**WHAT THIS TASK INVOLVES**. Word for word, restate all of the data shown below.

**RAW DATA**.

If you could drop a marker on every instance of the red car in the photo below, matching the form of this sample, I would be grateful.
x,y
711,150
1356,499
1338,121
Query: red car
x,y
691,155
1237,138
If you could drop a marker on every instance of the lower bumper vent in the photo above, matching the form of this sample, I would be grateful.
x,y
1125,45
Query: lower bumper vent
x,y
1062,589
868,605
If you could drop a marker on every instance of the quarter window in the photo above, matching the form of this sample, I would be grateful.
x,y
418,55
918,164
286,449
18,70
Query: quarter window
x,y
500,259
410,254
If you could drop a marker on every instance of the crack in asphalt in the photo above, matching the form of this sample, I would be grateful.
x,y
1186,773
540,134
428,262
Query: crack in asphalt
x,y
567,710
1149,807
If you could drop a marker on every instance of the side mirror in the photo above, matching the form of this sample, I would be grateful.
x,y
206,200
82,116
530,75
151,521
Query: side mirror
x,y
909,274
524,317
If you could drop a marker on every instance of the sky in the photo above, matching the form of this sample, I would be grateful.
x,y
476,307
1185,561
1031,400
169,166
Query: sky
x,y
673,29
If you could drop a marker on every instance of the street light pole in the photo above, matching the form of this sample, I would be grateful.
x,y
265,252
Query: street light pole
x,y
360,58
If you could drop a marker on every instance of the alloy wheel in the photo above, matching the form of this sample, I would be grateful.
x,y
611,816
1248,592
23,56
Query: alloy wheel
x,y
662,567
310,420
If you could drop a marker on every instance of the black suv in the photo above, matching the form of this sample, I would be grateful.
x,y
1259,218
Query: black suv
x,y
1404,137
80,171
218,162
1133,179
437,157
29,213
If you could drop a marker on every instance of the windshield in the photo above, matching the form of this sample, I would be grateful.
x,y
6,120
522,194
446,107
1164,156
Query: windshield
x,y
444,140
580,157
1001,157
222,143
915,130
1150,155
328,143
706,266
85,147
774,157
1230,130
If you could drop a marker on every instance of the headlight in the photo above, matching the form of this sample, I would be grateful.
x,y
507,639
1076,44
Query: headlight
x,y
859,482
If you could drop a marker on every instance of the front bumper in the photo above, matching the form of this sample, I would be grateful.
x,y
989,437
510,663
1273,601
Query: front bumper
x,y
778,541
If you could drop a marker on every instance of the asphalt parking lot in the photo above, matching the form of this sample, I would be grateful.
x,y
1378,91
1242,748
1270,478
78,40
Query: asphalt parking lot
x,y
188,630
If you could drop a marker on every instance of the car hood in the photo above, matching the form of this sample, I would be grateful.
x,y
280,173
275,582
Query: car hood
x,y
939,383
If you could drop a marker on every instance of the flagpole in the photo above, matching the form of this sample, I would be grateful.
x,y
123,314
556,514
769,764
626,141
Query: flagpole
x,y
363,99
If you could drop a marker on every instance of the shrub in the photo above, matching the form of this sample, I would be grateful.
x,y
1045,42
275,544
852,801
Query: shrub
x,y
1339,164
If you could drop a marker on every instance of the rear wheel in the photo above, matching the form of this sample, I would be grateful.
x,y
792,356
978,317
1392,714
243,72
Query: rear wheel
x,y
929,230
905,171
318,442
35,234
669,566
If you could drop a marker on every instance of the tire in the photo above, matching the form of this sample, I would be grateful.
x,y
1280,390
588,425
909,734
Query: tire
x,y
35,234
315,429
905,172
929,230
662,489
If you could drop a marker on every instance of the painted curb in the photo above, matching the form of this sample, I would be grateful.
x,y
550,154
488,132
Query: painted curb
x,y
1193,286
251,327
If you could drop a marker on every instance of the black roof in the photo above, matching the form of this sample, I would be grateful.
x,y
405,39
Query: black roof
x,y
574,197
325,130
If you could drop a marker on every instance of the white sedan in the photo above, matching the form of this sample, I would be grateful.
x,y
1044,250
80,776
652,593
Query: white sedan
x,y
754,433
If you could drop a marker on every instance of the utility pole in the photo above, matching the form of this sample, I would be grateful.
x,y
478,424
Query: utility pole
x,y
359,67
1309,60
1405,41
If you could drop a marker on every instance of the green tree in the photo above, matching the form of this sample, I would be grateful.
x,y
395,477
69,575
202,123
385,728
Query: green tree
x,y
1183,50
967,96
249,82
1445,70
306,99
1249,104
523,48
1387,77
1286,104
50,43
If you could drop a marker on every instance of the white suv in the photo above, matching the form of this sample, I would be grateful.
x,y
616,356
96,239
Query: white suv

**ANSWER BOX**.
If you could drop a marker on every instance of the red car in the photo below, matching the form of this sample, I would be grateful.
x,y
711,150
1356,499
1338,121
Query: red car
x,y
691,155
1237,138
If you could drop a marker on every instance of the lower bumper vent in the photo above, matching the form of this sample, I would be grateful.
x,y
1125,45
Query: lower bumper vent
x,y
1062,589
868,605
If you could drop a marker on every instance of the quarter window in the photo above, matching the form of this sample, I would be grateful.
x,y
418,55
918,164
286,449
18,70
Query: quarter window
x,y
500,259
410,254
If you could drop a marker on every instance of the crack in asphalt in the photo above, matching the form of this sample, I would be grateful.
x,y
1186,773
540,134
428,262
Query: crack in asphalt
x,y
567,710
1149,807
If you could drop a marker on every instance of the side mirror in the photo above, matching the form of this sample, I would be grateful.
x,y
206,200
82,116
530,75
151,521
Query: side mirror
x,y
909,274
524,317
If you could drop a marker on every instance of the sky in the photo above, matching the form of this sample, I would be grateful.
x,y
476,307
1185,561
1031,400
169,166
Query: sky
x,y
673,29
If you could drop a marker on every instance of the street light pole in the photo above, matching the form of this sample, I would be grateful.
x,y
265,252
Query: street light pole
x,y
360,58
If you could drop a marker on every instance of the alloy wheel in the photo above, matching the form of this sample, I would be grateful.
x,y
611,816
1248,592
23,56
Query: alloy wheel
x,y
662,567
310,420
If you could drop a marker on every instance of the black suv in the photo above, matching the form of this sample, I would be grateful.
x,y
1259,218
Query: black suv
x,y
1404,137
80,171
218,162
1133,179
437,157
29,213
If you could drop a marker on every instance of the windshield in the photo above, matching the form of this sample, I would be grateful.
x,y
6,120
522,194
446,107
1164,156
Query: windshield
x,y
444,140
580,157
1001,157
222,143
915,130
1150,155
328,143
706,266
85,147
774,157
1230,130
If you could drop a marker on every instance of the headlight in the photo above, matching the form of this sample, I would be grateful.
x,y
507,639
1076,44
Query: headlight
x,y
859,482
If you could drop a marker on every instance of the front bumper in the photo above, matching the form of this sample, I would be grateful.
x,y
989,437
510,663
1273,601
Query: front bumper
x,y
778,541
If you could drop a marker on every instance of the asphalt parking lot in the photo above, matching the form of this sample, I would be grateful.
x,y
1378,91
1242,748
1270,478
78,40
Query: asphalt parking lot
x,y
188,630
If you could drop a marker on every instance of the car hood in the photo above, matching the form of this sample, I would be grateful.
x,y
280,173
275,582
Query: car hood
x,y
939,383
If you could drop a marker on every instance of the flagpole in the photo above, matching the form of this sample, I would be grateful.
x,y
123,314
556,514
769,764
626,141
Query: flagpole
x,y
363,99
If you could drop a marker on every instance of the shrub in the photo above, matching the form of this sample, I would be grateful.
x,y
1045,42
275,544
852,801
Query: shrub
x,y
1339,164
If you could drop a marker on every instance of the rear wheel in the photo above, matching the form of this sample, I would be grateful.
x,y
792,356
978,317
1392,714
243,72
Query: rear wheel
x,y
929,230
905,171
318,442
35,234
669,566
If you could drop a marker on every instance of the tire in the photo above, matching the form of this sample, I would be grateful.
x,y
1280,390
588,425
909,734
Query: tire
x,y
35,234
315,429
905,172
929,230
662,489
If you could drop a marker on every instance of the painted curb in the photo above, matching the form of this sample, I would be grateful.
x,y
550,154
488,132
Query: painted curb
x,y
1193,286
251,327
If you could drop a marker on every instance of the black roof in the photo above, matching the form of this sample, I would be grateful.
x,y
405,39
Query: black roof
x,y
574,197
325,130
If you could drop a marker on every instance of the white sedan in the photo above, matching the form of this sample, I would be grateful.
x,y
1044,250
80,776
652,593
Query: white sedan
x,y
754,433
If you could drop a marker on every instance of the utility pole in the photo above, matching the form of this sample, I would be grateful.
x,y
478,424
Query: utility pole
x,y
359,67
1309,60
1405,41
If you could drop a marker on every instance of the green tree in the photo above, matching the form of this sample, I would be grateful.
x,y
395,477
69,575
202,123
385,728
Query: green tree
x,y
1183,50
967,96
249,82
1445,70
306,99
1249,104
523,48
1387,77
1286,104
50,43
If you could drop a marker on every instance of the white suv in the photo above, matching the form of this sample, I would be grateful.
x,y
616,356
96,239
Query: white suv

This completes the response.